## Prompt
Give every entry again, word for word and in full.

## Records shown
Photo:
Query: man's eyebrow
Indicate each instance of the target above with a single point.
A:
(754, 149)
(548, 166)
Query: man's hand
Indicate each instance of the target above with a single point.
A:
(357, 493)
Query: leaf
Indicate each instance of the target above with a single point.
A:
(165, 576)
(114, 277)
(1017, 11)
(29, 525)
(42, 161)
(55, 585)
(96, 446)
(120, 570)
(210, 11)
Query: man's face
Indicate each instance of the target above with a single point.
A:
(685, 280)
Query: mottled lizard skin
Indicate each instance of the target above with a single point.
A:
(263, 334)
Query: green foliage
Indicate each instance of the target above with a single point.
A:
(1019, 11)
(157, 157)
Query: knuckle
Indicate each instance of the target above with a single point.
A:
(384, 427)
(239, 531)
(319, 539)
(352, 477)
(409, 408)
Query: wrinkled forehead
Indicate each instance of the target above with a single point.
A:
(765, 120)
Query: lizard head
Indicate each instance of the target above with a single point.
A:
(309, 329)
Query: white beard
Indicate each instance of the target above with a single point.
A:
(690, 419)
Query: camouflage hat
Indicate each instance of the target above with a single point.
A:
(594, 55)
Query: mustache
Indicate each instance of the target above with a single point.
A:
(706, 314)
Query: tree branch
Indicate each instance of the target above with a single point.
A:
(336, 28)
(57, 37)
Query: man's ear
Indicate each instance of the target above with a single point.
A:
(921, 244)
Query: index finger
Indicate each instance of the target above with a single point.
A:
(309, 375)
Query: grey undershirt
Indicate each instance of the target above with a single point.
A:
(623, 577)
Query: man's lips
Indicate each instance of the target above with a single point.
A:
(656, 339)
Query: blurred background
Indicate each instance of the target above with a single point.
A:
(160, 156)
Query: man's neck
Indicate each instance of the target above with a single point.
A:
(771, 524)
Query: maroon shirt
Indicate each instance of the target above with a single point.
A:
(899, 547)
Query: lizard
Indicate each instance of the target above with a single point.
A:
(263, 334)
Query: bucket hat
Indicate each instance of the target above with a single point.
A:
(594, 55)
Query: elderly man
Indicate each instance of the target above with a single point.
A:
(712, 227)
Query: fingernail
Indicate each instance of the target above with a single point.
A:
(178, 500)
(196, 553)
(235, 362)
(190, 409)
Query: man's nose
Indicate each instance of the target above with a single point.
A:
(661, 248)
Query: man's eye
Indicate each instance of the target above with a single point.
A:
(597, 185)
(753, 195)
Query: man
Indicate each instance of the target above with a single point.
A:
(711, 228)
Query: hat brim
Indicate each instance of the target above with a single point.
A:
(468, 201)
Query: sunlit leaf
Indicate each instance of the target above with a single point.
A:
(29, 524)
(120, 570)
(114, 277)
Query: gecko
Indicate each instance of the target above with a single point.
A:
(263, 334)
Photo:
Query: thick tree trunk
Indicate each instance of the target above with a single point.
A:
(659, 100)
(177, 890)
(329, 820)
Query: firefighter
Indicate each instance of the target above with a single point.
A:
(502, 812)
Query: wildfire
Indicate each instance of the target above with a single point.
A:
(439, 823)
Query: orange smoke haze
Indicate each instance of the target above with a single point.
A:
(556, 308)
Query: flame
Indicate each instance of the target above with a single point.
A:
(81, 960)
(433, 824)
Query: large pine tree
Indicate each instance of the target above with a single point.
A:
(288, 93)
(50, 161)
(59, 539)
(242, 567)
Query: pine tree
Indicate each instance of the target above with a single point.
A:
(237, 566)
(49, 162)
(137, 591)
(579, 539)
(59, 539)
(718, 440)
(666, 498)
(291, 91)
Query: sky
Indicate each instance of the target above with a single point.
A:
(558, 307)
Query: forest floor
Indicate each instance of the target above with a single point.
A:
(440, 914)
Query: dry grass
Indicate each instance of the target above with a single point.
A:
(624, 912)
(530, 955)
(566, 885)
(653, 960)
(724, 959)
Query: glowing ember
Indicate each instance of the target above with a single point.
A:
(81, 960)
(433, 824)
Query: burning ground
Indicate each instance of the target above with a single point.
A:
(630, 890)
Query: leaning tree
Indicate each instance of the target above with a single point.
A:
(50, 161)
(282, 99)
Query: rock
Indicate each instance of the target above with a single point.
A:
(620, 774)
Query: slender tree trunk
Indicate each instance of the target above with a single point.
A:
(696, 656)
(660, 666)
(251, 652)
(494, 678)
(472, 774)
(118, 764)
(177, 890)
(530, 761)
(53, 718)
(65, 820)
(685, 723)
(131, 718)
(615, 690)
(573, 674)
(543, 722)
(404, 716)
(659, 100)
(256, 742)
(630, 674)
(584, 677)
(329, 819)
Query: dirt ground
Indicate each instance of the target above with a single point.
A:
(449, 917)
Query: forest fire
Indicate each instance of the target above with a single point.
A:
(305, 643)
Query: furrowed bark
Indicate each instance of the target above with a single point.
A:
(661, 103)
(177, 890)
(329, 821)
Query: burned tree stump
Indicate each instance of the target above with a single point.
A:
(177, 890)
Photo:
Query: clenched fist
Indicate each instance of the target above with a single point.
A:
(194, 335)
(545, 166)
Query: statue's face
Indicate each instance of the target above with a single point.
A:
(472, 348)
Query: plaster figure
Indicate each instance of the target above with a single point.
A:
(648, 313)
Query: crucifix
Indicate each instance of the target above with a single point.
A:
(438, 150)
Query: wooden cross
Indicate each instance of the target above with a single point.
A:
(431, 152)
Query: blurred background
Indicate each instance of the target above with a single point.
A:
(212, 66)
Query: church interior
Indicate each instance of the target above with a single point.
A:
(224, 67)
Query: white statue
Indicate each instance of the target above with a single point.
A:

## Solution to this problem
Photo:
Query: man's eyebrow
Indicate each instance of the target above with a single point.
A:
(754, 149)
(548, 166)
Query: man's hand
Indicate each instance of the target above with a single point.
A:
(357, 493)
Query: leaf
Indicate each instance of the target above with a single point.
A:
(165, 576)
(114, 277)
(1017, 11)
(29, 525)
(42, 161)
(55, 585)
(96, 446)
(120, 570)
(210, 11)
Query: man's face
Indicate each instance of the target above with a single point.
A:
(685, 280)
Query: mottled lizard skin
Indicate each instance of the target above with a single point.
A:
(263, 334)
Query: green foliage
Indicate each instance of the target above with a single point.
A:
(1019, 11)
(157, 157)
Query: knuckle
Indicate each instance of the target above with a single point.
A:
(384, 427)
(239, 531)
(319, 539)
(352, 477)
(409, 408)
Query: wrinkled forehead
Indicate each instance of the target above with a single point.
A:
(765, 120)
Query: lizard head
Indicate each instance of the target above with a single point.
A:
(309, 329)
Query: white beard
Indicate each instance of the target above with a single point.
A:
(690, 419)
Query: camouflage hat
Indicate each instance of the target above with a single point.
A:
(594, 55)
Query: mustache
Indicate each instance of the target above with a single point.
A:
(706, 314)
Query: tree branch
Indicate each instance of the target above with a single point.
A:
(336, 28)
(57, 37)
Query: man's ear
Indicate each instance of the target above with a single point.
A:
(921, 244)
Query: index finger
Indicate each instance of the target above with a single point.
A:
(309, 375)
Query: grey undershirt
Indicate each instance of the target above with a single point.
A:
(623, 577)
Query: man's lips
Indicate each instance of the target above with a single point.
A:
(656, 339)
Query: blurred background
Indicate each instance of the target above with a single point.
A:
(160, 156)
Query: man's neck
Indicate each instance of the target above with a single point.
A:
(771, 524)
Query: maroon shirt
Indicate each instance of the target above with a single point.
A:
(899, 547)
Query: lizard
Indicate each instance of the target above with a single point.
A:
(263, 334)
Query: bucket hat
Indicate each instance of the target above with a single point.
A:
(594, 55)
Query: elderly man
Indicate each instance of the target above with a single point.
A:
(712, 227)
Query: fingernail
Indicate each instance of the target above with a single point.
A:
(178, 500)
(196, 553)
(235, 362)
(190, 409)
Query: man's nose
Indicate each instance of the target above with a single point.
A:
(661, 248)
Query: man's eye
Indicate each instance of the target above with a single point.
A:
(597, 185)
(753, 195)
Query: man
Indicate each instance of the target above with a single point.
A:
(711, 228)
Query: hat brim
Indicate each instance of the target above with a single point.
A:
(468, 201)
Query: sunlit leaf
Indicate each instance of the target above with a single point.
A:
(29, 524)
(120, 570)
(114, 277)
Query: gecko
Indicate each instance of the target above with a single point.
A:
(263, 334)
Photo:
Query: thick tree trunk
Indicate each instance of the target above with a single point.
A:
(659, 100)
(177, 890)
(329, 820)
Query: firefighter
Indicate each instance of the target above with a single point.
A:
(502, 812)
Query: wildfire
Indicate each instance of the target above with a single point.
A:
(439, 823)
Query: orange smoke haze
Indicate each instance of the target above with a single point.
A:
(556, 308)
Query: flame
Indicate each instance of the target above with a single point.
A:
(81, 960)
(433, 824)
Query: large pine tree
Indicate each instance of the target above with a single point.
A:
(288, 93)
(50, 161)
(59, 539)
(242, 567)
Query: pine tree
Indicate each instance of the target above with a single point.
A:
(237, 566)
(49, 162)
(137, 591)
(579, 539)
(59, 539)
(718, 440)
(666, 498)
(291, 91)
Query: sky
Indicate each instance of the target above with a single point.
A:
(558, 307)
Query: forest floor
Indicate each instance of the target above with a single point.
A:
(440, 914)
Query: dry grass
Indicate each instance of the target above with a single point.
A:
(624, 912)
(530, 955)
(566, 885)
(653, 960)
(724, 959)
Query: glowing ember
Indicate each instance of the target above with a single point.
A:
(81, 960)
(433, 824)
Query: burning ground
Indicate each instance of the target above with a single point.
A:
(630, 890)
Query: leaning tree
Indicate each instance of the target above with a single point.
A:
(50, 161)
(282, 99)
Query: rock
Indicate each instance of the target above with a single point.
A:
(620, 774)
Query: slender tree trunk
Indicate each instance of the target above with a single point.
A:
(696, 656)
(660, 666)
(251, 652)
(494, 678)
(472, 774)
(118, 764)
(177, 890)
(530, 761)
(53, 718)
(65, 820)
(685, 723)
(131, 718)
(615, 690)
(573, 674)
(543, 722)
(404, 716)
(659, 100)
(256, 742)
(630, 674)
(584, 677)
(329, 819)
Query: dirt ground
Indicate each instance of the target above with a single point.
A:
(449, 917)
Query: forest fire
Indicate each instance of the target above with a single point.
A:
(305, 643)
Query: furrowed bark
Indicate each instance of the target above with a single point.
A:
(661, 103)
(177, 890)
(329, 821)
Query: burned tree stump
Indicate each instance of the target above with a single point.
A:
(177, 890)
Photo:
Query: clenched fist
Indicate each instance of the target above with a single point.
A:
(194, 335)
(545, 166)
Query: statue's face
Indicate each instance of the target above with a single point.
A:
(472, 348)
Query: plaster figure
Indicate each instance of the target above with a single point.
A:
(648, 313)
Query: crucifix
Indicate each instance of the target above with a single point.
A:
(438, 150)
Query: wooden cross
Indicate each instance of the target above with a single point.
A:
(431, 152)
Query: blurred background
Indicate each instance of the target above with a single point.
A:
(212, 66)
Query: church interior
Indicate each instance of the target above with a single point.
A:
(224, 67)
Query: white statue
Indicate each instance of the target above with a single point.
A:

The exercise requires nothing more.